__SOURCE TEXT__
[BEGIN]
So, the more sophisticated slash and fanfic readers read Brunson’s Nick as a very typical-for-fic manly man who is feminized. Nick’s weepiness and girliness and moments of vulnerability perhaps annoy, because they seem to reify this particular gender stereotype. Now, I don’t like that stereotype either! And yet I know many strong, independent women who get pregnant and then start falling into many stereotypical roles. As I pointed out somewhere on the many-tentacled thread on matociquala’s journal, this is a common theme of mommybloggers. “How did I get here? What’s going on? What the hell just happened? How can I get my life as an independent person back?” Nick seems to me to react similarly. Coded as a man’s reaction, that “wtf!” reaction can be seen as interrupted entitlement. Which exposes the interrupted entitlement that some women, raised to expect some measure of equal rights or gender-blindness, experience. I found that interesting, and I still do! Is that because I’m a United Statesian upper-class mom and housewife? Gosh… um… probably. However, I am not in ignorance of feminism, world politics, women who live in poverty, and class differences in general.
[END]
Resume the commentary on how readers view Brunson's Nick, continuing on from its final sentence.

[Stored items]
[BEGIN]
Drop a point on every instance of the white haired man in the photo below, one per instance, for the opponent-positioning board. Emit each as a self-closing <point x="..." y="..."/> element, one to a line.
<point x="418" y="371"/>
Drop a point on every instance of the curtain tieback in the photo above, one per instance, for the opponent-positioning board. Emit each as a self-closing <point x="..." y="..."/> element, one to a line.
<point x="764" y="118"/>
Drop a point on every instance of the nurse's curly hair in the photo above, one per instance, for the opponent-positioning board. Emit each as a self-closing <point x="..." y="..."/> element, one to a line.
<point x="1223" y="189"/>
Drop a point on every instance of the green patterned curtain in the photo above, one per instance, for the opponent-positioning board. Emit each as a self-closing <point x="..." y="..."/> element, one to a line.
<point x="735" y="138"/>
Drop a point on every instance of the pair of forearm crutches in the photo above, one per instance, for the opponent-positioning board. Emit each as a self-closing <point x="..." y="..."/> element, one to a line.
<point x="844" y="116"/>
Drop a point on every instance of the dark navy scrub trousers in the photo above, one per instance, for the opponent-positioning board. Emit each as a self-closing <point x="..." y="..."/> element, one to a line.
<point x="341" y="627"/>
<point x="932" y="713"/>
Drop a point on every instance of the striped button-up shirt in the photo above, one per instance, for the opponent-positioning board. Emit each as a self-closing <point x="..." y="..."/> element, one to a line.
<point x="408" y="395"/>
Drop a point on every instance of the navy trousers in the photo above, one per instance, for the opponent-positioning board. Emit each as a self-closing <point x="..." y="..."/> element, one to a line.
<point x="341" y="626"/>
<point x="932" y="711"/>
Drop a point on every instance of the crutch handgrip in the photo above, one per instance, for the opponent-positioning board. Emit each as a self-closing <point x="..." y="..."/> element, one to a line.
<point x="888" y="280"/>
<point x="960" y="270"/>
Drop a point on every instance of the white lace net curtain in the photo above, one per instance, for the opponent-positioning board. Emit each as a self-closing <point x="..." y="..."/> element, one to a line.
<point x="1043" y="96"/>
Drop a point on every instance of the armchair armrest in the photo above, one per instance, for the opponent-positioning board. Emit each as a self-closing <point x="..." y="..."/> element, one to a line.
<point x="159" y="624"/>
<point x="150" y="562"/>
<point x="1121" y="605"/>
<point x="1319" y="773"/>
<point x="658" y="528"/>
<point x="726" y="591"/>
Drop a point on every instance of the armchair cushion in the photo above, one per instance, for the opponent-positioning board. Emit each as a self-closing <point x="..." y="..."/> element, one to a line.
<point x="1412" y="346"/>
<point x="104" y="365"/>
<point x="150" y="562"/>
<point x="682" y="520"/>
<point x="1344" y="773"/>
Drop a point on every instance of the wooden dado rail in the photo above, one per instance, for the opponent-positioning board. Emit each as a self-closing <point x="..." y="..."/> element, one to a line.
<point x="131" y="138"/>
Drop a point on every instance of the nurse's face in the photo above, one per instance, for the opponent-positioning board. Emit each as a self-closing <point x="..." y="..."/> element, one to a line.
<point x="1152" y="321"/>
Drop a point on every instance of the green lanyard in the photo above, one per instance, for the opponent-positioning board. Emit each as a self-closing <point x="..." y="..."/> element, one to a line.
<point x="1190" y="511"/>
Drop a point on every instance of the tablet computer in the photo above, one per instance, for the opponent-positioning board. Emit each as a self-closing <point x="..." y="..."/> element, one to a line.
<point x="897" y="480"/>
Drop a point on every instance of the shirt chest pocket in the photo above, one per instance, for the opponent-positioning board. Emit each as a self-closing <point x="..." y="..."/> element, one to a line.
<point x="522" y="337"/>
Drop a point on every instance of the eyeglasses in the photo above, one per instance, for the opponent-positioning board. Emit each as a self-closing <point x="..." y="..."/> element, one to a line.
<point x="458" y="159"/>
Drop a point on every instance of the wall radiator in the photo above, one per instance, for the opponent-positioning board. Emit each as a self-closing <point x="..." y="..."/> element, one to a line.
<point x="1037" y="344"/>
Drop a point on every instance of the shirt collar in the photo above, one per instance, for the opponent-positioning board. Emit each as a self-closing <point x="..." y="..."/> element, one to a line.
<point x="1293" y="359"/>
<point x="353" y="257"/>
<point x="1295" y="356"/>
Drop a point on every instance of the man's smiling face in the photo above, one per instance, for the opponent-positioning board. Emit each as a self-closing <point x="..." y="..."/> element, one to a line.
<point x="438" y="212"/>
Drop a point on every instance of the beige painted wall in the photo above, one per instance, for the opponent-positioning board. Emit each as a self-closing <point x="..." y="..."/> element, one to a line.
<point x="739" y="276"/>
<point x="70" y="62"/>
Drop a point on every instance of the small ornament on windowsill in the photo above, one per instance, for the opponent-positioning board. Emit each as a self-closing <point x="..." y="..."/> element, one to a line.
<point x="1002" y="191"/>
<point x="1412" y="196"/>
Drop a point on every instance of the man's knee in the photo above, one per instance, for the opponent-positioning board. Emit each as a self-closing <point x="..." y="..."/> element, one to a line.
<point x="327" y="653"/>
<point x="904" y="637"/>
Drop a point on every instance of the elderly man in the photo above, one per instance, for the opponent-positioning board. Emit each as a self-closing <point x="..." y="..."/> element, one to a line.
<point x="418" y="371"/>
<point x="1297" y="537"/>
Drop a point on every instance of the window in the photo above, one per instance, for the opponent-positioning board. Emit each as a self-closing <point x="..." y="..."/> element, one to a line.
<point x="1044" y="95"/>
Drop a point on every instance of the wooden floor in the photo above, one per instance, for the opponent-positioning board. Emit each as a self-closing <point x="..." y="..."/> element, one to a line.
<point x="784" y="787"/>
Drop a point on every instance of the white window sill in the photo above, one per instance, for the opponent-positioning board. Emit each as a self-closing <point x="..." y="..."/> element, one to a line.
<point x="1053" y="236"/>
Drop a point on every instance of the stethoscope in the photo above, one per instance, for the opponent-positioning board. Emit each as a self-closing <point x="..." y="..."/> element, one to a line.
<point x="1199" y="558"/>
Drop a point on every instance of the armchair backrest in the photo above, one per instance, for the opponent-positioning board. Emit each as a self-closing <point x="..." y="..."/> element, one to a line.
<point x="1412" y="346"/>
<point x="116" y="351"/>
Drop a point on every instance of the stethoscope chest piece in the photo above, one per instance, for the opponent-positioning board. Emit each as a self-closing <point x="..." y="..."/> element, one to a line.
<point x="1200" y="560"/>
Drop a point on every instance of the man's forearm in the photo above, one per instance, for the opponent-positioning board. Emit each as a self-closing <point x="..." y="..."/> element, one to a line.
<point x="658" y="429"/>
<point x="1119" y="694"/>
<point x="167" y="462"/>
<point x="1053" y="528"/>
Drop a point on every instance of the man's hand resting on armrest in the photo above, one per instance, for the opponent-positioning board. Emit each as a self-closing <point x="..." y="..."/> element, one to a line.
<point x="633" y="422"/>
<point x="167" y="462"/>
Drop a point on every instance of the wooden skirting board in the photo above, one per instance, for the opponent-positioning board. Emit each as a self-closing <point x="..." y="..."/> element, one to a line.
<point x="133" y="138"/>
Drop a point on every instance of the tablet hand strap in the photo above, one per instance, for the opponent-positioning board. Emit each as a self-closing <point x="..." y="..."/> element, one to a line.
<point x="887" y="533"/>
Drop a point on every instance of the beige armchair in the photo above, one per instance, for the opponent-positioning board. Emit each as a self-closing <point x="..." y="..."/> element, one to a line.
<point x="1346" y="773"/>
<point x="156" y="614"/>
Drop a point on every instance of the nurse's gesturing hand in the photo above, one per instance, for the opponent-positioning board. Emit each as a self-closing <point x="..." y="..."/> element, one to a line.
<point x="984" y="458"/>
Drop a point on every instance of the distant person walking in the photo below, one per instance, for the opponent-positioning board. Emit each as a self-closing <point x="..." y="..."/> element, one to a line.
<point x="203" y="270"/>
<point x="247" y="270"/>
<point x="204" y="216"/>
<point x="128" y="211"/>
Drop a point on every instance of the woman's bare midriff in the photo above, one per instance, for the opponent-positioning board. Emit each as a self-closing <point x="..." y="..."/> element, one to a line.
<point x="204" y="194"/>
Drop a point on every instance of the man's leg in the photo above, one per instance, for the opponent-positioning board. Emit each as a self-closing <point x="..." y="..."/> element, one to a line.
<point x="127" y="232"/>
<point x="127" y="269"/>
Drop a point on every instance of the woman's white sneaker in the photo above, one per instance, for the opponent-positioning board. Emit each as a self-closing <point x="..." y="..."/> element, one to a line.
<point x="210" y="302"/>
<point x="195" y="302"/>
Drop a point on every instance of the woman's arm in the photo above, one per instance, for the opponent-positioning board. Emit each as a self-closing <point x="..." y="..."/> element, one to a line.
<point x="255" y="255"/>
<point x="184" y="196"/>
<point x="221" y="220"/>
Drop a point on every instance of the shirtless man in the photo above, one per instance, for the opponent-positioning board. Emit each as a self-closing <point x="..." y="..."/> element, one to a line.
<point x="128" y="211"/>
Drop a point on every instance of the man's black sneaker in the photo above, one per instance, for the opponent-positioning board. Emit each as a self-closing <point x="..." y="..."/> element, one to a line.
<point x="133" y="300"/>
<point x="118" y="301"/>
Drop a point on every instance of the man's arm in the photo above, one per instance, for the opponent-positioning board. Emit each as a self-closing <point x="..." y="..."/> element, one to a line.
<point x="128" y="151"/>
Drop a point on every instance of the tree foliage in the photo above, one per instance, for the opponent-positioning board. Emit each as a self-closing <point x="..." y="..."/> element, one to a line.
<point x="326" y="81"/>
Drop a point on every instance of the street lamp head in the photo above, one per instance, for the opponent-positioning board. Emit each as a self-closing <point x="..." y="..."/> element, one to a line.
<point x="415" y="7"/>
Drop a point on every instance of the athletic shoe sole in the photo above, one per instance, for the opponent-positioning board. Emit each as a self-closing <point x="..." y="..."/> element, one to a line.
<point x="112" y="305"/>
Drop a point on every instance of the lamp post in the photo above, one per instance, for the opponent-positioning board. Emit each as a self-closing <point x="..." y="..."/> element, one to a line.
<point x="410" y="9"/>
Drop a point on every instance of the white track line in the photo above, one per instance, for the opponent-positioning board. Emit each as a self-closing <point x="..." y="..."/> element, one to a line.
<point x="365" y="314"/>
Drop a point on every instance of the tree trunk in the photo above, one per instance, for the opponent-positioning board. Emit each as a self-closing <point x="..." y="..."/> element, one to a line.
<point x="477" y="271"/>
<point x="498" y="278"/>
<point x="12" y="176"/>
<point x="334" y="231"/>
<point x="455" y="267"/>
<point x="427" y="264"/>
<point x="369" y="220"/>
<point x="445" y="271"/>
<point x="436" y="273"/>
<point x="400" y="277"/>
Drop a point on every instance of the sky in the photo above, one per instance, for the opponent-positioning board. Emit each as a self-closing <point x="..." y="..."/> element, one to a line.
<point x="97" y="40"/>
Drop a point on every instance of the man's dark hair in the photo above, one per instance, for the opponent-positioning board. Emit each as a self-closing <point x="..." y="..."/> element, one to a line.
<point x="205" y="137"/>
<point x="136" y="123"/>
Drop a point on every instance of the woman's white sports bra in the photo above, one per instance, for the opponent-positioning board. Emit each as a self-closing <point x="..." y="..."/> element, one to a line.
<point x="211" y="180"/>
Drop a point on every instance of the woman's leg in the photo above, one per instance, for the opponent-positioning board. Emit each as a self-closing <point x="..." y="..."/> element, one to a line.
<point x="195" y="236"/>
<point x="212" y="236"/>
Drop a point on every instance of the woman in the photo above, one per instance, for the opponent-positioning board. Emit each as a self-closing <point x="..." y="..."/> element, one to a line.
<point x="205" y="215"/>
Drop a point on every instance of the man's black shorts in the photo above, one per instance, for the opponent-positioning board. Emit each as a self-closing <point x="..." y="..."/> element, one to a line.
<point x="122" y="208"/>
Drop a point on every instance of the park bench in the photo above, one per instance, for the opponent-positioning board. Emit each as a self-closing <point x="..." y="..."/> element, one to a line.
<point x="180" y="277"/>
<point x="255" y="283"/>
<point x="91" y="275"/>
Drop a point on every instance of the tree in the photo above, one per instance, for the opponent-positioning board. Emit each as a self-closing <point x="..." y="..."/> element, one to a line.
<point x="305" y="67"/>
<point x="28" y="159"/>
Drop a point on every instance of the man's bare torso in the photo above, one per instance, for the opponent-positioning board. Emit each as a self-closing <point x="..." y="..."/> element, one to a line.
[END]
__ANSWER FOR THIS EXERCISE__
There was also a strand of people saying that I in particular (because I said in public that it was me who pushed to longlist “Arcana”… (and I said it in public because I felt I had to, since half the people reading already suspected it was me and were making coy statements to indicate it, and because of needing to stand up and defend my judgement and the story’s author, and also out of consideration for the tender feelings of my fellow Tiptree jurist, who seems eager to distance themself from the OMG Not Literary Enough works on the list) ummmmm where was I?) People saying that I was an outsider to fanfic. Such as….

katallen:

…an external advocate who doesn’t appear to be comfortable that they have a grasp of what’s a typical or representative product from the community they’re trying to gain attention for. (Rather like a missionary displaying poor quality domestic pottery when he could, at least, be showing what they trade with the tribe next door.)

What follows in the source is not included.